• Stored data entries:
=== Begin Enclosure ===

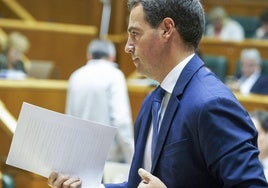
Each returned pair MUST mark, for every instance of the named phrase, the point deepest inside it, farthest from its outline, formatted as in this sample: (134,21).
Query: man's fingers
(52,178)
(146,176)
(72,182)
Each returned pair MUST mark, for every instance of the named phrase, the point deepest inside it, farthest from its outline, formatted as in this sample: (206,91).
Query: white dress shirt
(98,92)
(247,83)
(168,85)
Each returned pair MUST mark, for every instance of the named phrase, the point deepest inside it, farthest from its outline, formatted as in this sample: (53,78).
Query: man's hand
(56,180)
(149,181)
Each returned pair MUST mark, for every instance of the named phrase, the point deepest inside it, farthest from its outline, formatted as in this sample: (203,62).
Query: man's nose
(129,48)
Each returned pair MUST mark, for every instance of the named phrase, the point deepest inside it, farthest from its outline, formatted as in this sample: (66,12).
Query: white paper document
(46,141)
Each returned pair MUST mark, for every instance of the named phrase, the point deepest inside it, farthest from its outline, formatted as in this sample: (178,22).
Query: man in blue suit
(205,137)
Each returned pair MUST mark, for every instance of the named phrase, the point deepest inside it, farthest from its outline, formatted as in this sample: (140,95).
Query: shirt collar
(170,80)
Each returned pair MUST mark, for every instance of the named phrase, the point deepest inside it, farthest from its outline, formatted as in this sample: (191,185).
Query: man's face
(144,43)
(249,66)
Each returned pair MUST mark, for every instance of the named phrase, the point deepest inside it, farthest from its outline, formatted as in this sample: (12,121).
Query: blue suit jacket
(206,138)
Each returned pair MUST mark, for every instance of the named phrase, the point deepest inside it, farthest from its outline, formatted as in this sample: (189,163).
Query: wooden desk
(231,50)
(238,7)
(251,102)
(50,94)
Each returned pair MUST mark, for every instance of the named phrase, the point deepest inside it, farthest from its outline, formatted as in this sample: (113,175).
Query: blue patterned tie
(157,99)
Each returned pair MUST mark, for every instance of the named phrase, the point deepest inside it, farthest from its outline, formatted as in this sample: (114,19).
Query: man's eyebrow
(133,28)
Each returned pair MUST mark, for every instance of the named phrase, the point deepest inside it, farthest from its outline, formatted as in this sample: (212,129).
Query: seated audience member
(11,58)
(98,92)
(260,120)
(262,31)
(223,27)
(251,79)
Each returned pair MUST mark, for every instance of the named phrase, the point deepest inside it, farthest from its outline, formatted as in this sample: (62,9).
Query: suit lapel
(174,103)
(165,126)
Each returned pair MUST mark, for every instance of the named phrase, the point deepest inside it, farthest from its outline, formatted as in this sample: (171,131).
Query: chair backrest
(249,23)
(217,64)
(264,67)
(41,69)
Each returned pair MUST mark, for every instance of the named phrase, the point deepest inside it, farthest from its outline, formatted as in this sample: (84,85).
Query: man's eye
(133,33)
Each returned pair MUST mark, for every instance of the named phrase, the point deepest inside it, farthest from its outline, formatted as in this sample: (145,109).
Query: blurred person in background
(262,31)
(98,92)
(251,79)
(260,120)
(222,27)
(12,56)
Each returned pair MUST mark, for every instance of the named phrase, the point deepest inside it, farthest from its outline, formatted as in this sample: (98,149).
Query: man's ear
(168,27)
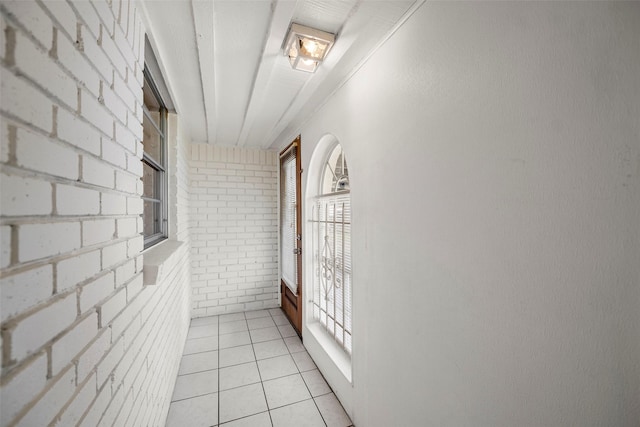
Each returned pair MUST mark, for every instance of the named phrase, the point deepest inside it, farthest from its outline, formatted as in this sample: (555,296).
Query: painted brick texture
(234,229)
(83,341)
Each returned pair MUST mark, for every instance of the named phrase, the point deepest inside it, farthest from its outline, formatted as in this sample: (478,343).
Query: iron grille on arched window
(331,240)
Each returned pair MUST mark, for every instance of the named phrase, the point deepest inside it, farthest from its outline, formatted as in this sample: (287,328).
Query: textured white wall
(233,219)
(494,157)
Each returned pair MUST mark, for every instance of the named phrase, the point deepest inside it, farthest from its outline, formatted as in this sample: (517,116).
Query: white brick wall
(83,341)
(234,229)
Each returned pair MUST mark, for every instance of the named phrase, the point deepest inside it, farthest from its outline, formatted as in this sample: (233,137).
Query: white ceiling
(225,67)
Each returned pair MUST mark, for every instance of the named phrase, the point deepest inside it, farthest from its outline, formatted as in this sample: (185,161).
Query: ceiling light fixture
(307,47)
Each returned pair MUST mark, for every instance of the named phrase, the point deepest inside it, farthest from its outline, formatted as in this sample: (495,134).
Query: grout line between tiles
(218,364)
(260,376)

=== End Enclosure ===

• Task statement:
A faithful copy is required of the lines from the one with "this sample: (495,134)." through the last line of the data; please add nothing.

• Task output:
Each returned pair MUST mark, for every instance of the named phrase, the point deepest inside it, farthest from its outline, formatted as in this sample: (495,134).
Query: grout line between tiles
(218,364)
(260,376)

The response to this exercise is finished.